» **Description of the task**
Transcribe exactly, and only, the lines running from the one with "formatted like (525,822)" to the end of the entries below, both included, without any pictures.

^^^^^^^^

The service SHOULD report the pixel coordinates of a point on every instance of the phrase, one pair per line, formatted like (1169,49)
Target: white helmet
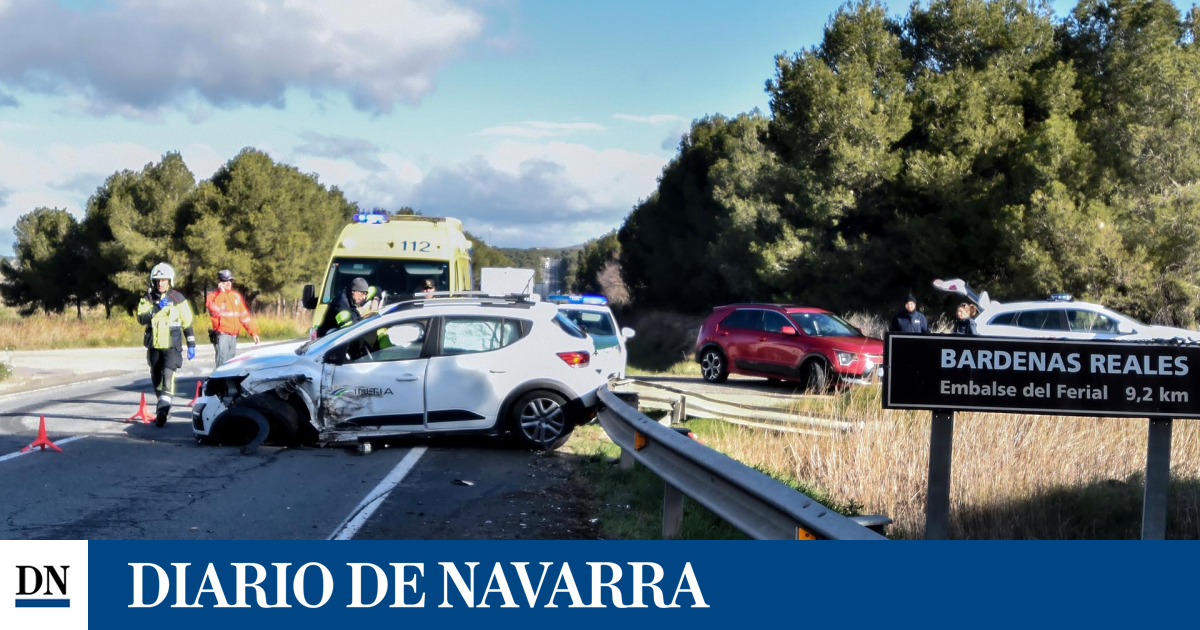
(162,271)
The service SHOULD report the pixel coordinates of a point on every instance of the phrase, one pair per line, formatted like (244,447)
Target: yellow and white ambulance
(396,255)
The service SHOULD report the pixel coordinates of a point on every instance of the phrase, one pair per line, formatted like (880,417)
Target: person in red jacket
(229,315)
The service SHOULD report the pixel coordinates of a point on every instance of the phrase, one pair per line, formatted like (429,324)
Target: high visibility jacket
(229,313)
(167,328)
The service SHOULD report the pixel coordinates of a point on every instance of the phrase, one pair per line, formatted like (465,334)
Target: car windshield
(319,345)
(390,275)
(825,325)
(592,322)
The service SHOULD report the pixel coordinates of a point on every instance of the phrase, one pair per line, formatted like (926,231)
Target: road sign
(1098,378)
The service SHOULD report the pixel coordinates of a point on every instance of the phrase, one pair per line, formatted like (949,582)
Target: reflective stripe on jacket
(169,327)
(229,313)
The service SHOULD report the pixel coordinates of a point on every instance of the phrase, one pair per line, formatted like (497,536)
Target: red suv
(810,346)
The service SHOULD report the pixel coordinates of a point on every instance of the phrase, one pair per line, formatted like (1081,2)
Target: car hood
(857,345)
(281,355)
(1162,333)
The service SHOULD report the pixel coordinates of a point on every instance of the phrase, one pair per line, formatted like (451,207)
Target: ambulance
(396,255)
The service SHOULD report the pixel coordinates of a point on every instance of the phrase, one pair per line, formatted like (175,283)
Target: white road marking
(59,442)
(367,507)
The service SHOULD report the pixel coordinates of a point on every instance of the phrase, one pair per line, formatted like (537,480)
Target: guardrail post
(937,497)
(672,511)
(1158,480)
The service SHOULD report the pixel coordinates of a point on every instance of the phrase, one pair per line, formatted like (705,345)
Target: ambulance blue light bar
(595,300)
(370,217)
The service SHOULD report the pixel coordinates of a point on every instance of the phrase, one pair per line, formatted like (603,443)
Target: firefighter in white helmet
(168,321)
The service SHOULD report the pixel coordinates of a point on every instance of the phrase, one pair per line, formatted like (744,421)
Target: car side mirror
(310,298)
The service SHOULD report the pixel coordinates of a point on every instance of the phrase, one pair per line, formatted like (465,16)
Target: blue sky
(538,123)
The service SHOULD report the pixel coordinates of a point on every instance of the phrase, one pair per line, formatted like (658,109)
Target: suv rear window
(1042,321)
(744,318)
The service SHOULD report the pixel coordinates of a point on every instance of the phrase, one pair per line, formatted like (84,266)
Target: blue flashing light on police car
(371,217)
(595,300)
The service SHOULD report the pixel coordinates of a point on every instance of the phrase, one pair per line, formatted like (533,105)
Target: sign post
(937,497)
(948,373)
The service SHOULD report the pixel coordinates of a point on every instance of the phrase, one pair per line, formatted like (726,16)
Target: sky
(539,123)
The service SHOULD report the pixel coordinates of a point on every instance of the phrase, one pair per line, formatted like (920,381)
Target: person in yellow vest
(168,321)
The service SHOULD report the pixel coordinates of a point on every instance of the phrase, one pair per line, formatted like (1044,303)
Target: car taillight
(575,359)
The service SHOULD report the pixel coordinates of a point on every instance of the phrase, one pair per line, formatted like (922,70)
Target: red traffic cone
(143,414)
(198,385)
(42,441)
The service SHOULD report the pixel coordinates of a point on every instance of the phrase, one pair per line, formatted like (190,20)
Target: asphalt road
(120,480)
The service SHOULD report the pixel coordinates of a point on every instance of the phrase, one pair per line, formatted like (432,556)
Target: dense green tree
(269,223)
(43,273)
(131,221)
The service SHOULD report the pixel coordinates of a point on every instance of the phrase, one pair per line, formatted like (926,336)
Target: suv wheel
(713,367)
(539,419)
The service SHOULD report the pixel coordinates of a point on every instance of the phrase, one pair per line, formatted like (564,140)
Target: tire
(540,420)
(816,377)
(283,418)
(713,365)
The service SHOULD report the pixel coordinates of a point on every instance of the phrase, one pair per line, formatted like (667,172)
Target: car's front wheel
(540,420)
(713,366)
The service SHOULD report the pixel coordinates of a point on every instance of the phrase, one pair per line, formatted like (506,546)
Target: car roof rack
(442,298)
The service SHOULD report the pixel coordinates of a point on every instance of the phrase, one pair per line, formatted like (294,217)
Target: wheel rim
(711,366)
(543,420)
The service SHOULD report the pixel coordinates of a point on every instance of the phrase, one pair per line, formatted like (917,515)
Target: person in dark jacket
(910,319)
(965,322)
(343,311)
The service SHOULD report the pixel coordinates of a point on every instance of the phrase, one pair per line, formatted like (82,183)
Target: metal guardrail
(756,504)
(683,403)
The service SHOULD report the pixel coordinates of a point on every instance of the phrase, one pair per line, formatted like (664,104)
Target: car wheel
(816,377)
(713,366)
(540,420)
(283,418)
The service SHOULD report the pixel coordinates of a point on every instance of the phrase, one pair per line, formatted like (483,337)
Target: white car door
(475,366)
(377,382)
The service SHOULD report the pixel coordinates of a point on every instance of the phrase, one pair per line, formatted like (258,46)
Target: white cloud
(657,119)
(534,130)
(136,57)
(555,195)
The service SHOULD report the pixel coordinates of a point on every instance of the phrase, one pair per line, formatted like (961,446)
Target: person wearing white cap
(168,321)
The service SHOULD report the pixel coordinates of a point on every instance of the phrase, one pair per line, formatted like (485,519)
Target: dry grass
(1014,477)
(43,331)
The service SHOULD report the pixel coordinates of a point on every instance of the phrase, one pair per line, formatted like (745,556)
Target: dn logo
(30,581)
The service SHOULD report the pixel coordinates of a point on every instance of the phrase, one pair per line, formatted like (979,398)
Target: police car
(443,364)
(592,315)
(1060,317)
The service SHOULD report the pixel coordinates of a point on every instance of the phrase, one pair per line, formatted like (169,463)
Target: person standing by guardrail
(965,322)
(910,319)
(228,312)
(168,321)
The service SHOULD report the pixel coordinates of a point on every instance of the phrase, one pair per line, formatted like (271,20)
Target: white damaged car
(1060,317)
(472,364)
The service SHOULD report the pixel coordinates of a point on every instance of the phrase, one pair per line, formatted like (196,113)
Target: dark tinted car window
(774,322)
(744,318)
(568,327)
(1003,319)
(1041,321)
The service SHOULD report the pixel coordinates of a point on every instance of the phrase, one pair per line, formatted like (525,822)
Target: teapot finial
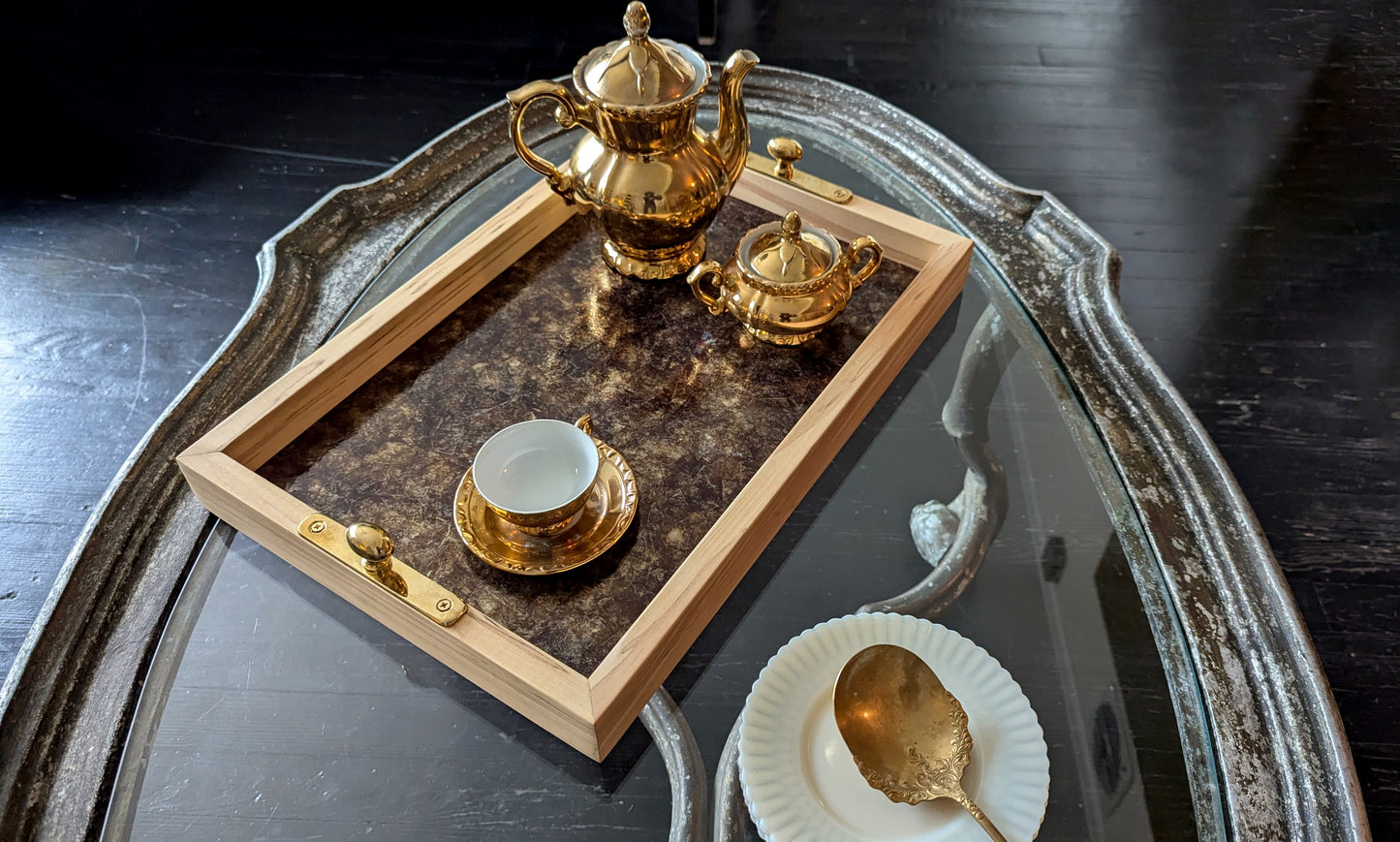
(636,21)
(792,226)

^^^^^^^^

» **Expected output**
The service SHOULD report the pixel coordinates of a point on every instance of the phrase, one pair per line, formatted like (525,822)
Target: teapot finial
(636,21)
(792,226)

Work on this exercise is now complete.